Please continue the passage on ancient Greek investment in education and skills, starting after its last sentence.

◆ **Extract to read**
━━━━━━━━

Even in the absence of a general economic theory, little of this notion was lost on the classical Greeks. In the introductory section of Plato’s dialogue, Protagoras, for example, a young Athenian citizen named Hippocrates (not the famous medical writer) expresses his hope of receiving specialized training from the sophist Protagoras. Hippocrates’ boundless eagerness to learn something of value, and his willingness to pay for it, points to a culture of self-conscious investment in one’s own education. In Xenophon’s Memorabilia, Socrates urges a friend to recognize the human capital represented by the skills possessed by his female dependents and their motivation to employ those skills: “everyone works most easily, speedily, best, and most pleasantly when they are knowledgeable in respect to the work.”27 In the fifth and fourth centuries BCE and continuing into the Hellenistic era, the Greek world saw a spate of technical writing in a variety of fields: basic introductions to areas of expertise (for example, medicine, warfare, and public speaking) aimed at an audience eager to learn—and especially at potential students, like young Hippocrates, who might be willing to pay expert teachers in their drive to improve their own special skills.

━━━━━━━━

◆ **Data provided**
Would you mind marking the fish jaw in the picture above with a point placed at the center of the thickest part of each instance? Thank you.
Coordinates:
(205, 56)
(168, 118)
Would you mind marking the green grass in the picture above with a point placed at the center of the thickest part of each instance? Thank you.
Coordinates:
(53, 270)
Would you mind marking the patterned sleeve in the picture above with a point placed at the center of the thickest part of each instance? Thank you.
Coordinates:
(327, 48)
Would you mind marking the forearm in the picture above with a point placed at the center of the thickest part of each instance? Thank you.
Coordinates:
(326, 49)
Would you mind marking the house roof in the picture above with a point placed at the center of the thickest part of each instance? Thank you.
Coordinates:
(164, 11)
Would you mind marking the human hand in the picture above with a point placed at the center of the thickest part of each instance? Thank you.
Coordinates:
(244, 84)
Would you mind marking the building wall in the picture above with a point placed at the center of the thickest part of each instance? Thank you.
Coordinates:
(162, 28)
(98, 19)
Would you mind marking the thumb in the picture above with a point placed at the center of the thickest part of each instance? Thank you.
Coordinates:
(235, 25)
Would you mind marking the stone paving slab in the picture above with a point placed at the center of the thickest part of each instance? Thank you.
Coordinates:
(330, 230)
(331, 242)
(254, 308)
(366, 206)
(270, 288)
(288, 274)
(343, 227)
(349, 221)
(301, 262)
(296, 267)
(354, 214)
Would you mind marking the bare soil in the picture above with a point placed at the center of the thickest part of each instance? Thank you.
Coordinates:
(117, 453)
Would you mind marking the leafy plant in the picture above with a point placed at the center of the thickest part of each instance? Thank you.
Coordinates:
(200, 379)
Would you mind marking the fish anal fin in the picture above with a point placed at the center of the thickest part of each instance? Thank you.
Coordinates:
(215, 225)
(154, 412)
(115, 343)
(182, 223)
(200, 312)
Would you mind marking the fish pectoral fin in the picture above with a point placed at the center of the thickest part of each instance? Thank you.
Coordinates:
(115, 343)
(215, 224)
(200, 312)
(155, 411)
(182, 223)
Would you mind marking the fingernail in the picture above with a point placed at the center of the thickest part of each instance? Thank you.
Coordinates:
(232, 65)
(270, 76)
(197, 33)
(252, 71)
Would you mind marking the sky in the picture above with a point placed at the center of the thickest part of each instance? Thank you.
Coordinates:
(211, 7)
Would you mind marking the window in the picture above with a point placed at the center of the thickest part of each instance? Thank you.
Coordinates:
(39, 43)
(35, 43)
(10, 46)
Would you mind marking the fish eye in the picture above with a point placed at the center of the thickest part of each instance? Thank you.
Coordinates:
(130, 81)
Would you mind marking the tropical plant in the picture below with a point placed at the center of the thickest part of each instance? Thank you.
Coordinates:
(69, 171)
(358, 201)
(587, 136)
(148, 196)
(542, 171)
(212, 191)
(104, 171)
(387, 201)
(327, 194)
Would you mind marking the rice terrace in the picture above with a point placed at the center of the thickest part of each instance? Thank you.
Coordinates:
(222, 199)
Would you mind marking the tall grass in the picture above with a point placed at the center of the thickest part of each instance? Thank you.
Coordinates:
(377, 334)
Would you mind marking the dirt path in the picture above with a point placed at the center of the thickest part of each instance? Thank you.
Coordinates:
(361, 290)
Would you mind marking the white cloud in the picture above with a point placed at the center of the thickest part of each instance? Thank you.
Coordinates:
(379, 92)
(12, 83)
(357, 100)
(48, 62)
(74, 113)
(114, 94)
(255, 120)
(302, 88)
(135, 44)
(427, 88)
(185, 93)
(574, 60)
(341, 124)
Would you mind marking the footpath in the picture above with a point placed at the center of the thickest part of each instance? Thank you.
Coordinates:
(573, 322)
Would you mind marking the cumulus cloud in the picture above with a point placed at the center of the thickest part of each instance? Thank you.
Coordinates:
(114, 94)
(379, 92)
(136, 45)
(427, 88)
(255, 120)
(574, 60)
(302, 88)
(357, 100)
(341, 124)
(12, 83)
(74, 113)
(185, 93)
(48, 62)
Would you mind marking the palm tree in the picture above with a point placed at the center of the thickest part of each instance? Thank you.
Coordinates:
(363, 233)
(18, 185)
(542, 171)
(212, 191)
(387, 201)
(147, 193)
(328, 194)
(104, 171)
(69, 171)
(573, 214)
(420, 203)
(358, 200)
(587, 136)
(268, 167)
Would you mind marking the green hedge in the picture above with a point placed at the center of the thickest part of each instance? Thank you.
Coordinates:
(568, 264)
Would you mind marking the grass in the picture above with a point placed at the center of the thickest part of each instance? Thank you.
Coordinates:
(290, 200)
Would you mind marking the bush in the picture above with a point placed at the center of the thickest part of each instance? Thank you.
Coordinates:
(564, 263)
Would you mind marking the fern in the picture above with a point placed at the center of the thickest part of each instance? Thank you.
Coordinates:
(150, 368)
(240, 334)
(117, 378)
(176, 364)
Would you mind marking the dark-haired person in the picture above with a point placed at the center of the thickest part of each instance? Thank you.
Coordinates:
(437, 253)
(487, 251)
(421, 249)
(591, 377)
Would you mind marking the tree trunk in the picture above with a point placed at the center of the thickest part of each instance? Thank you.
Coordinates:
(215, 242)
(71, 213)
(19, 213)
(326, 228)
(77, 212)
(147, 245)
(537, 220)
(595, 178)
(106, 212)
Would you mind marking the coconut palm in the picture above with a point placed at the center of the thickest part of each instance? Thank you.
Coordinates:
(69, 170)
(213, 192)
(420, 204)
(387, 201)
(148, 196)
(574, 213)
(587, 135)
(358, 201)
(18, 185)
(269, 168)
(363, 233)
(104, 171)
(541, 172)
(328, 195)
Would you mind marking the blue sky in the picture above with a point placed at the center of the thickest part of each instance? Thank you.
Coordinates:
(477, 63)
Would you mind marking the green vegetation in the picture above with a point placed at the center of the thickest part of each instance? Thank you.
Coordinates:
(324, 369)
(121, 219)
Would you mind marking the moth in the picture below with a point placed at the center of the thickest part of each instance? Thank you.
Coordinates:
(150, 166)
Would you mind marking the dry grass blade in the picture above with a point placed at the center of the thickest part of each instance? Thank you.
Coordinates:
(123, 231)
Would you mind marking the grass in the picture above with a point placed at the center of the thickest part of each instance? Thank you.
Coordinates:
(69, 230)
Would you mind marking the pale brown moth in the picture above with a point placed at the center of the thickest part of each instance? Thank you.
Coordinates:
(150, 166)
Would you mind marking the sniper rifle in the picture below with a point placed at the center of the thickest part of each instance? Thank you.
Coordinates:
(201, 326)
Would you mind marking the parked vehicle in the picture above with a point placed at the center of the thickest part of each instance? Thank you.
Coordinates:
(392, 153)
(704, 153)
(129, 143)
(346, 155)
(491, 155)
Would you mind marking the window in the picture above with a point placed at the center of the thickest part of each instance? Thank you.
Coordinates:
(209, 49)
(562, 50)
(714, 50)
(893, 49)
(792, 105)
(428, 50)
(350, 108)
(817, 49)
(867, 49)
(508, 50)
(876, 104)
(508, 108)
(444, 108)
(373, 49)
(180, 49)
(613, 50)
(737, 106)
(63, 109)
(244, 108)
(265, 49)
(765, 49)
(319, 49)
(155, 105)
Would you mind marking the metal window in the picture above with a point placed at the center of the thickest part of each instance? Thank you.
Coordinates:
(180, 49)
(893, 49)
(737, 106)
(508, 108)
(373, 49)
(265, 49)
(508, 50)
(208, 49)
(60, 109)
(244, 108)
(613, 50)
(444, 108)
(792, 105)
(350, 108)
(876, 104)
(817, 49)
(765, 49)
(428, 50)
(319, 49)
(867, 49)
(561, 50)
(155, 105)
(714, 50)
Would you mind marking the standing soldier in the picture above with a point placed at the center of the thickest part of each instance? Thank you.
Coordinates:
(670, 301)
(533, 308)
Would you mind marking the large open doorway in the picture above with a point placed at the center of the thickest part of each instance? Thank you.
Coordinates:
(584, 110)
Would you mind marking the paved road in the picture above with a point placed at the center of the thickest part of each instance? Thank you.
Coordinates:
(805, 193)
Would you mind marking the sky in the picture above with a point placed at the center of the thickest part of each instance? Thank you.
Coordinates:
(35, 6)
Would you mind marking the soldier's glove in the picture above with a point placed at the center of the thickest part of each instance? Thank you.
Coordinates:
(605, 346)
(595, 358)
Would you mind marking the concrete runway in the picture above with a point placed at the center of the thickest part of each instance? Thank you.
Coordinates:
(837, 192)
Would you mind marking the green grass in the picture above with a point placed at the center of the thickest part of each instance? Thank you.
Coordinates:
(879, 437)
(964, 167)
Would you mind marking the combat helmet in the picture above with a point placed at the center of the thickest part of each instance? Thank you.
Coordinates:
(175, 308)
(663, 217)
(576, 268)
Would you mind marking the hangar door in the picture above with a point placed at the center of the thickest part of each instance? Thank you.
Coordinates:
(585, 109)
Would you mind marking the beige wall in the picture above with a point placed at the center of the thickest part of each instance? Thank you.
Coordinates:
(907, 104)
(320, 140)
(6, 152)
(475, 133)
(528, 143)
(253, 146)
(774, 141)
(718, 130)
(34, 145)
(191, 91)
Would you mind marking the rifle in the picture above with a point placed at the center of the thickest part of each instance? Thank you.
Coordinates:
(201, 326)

━━━━━━━━

◆ **Expected output**
Meanwhile, per the discussion of exploitation, above, specialization was also a way for the Greeks to increase gains from the forced labor of slaves. Greek states (see ch. 9) and individual slave owners alike invested in human capital by buying skilled slaves and training slaves in specialized skills.28 But slaves were not mindless machines. As the Greeks realized, slaves made behavioral choices that affected productivity. Writing in the later fifth century, the anonymous author known to classical scholars as Pseudo-Xenophon (also known as the Old Oligarch) notes that slaves in Athens would not be economically productive if they feared arbitrary expropriation. Moreover, he claims that the Athenian citizens who owned slaves recognized this behavioral fact and passed laws protecting slaves from arbitrary mistreatment accordingly (Ath. Pol. 1.11–12). We do not know how much practical protection this legislation actually afforded Athenian slaves, but the general point is that the economic value of increasing human capital, by establishing appropriate rules governing conduct, was manifestly appreciated by the classical Greeks.